## TASK INSTRUCTIONS
**1)** From the passage on health savings accounts, extract the words from "A health savings account can" up to and including "the same time.".
**2)** According to the passage on health savings accounts, what kind of income can you save in one?
**3)** Write what comes next in the passage on health savings accounts, picking up after its last sentence.

## PAGE TEXT
»»

A health savings account can be a great way to put aside money for healthcare expenses. Since you can save pre-tax income, it doesn’t hit your wallet as hard. Plus, you can find some of them with an insurance policy attached. So, you can use it as your insurance policy while saving at the same time.

What Is a Health Savings Account

For many, healthcare expenses are a huge part of what’s stressing them out. To minimize the burden of healthcare expenses, a Health Savings Account may be helpful. Since you can put money in them before taking out taxes, they’re able to stretch purchasing power. So, even if you have tons of medical costs, they won’t be as hard to manage.

««

## ENTRIES PROVIDED

»»

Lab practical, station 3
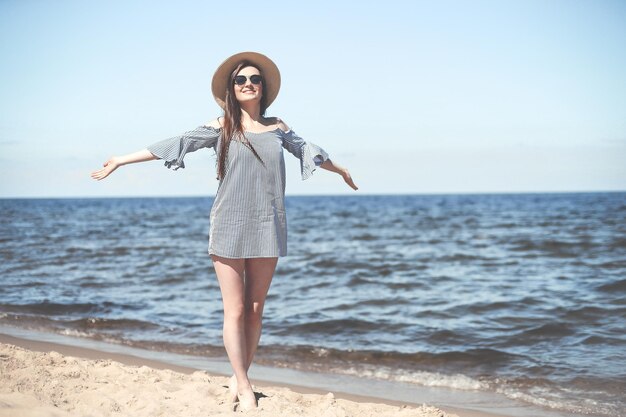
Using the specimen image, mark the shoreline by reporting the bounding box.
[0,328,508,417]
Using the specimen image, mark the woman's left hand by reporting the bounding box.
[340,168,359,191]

««
»»

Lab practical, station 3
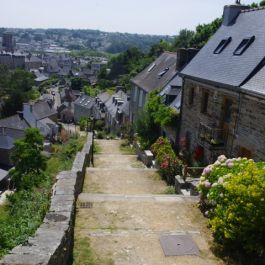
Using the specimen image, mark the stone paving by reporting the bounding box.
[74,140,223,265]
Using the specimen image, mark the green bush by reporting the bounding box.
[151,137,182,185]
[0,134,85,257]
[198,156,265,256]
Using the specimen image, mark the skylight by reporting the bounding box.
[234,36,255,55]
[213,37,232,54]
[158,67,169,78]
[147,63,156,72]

««
»»

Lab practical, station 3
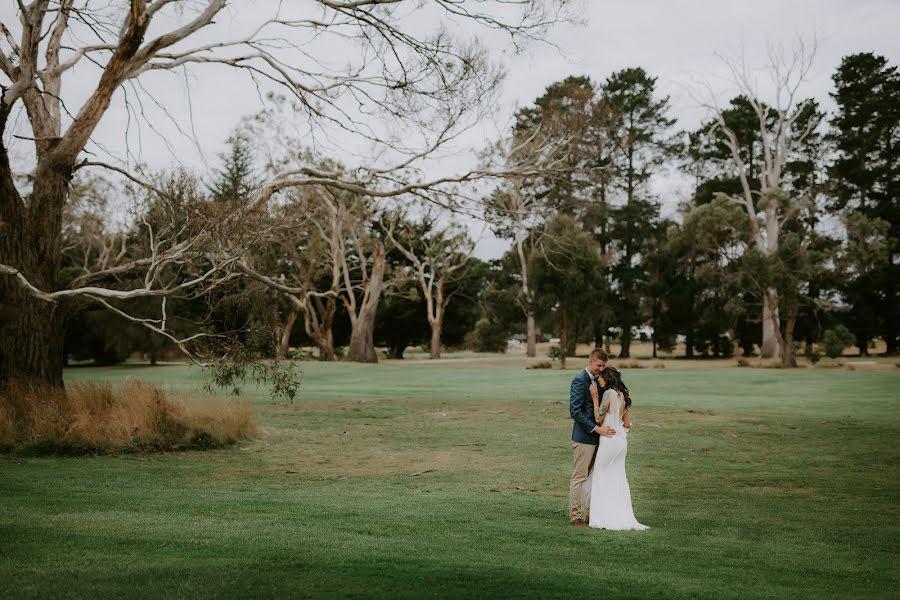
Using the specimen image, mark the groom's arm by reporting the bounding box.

««

## YOUR RESPONSES
**1)**
A health savings account can be a great way to put aside money for healthcare expenses. Since you can save pre-tax income, it doesn’t hit your wallet as hard. Plus, you can find some of them with an insurance policy attached. So, you can use it as your insurance policy while saving at the same time.

**2)** Pre-tax income.

**3)**
There are several rules regarding how much you can contribute to an HSA. One of the main factors affecting your annual contributions is the size of your family, too. If you’re opening one as a single person, you’re limited to $3,650 annually. Your deductible can’t be higher than $7,050, either. But, it has to be at least $1,400 at the smallest.

Once you’re over 50 years old, your annual contribution limits go up to $4,650. The maximum out-of-pocket stays at $7,050, though.

When you’re filing for a family, the limits are also higher. Over the age of 50, they go up to $8,300. The minimum size of a deductible is $2,800 at that level, too.

If you have a high-deductible health plan, you may qualify for an HSA account.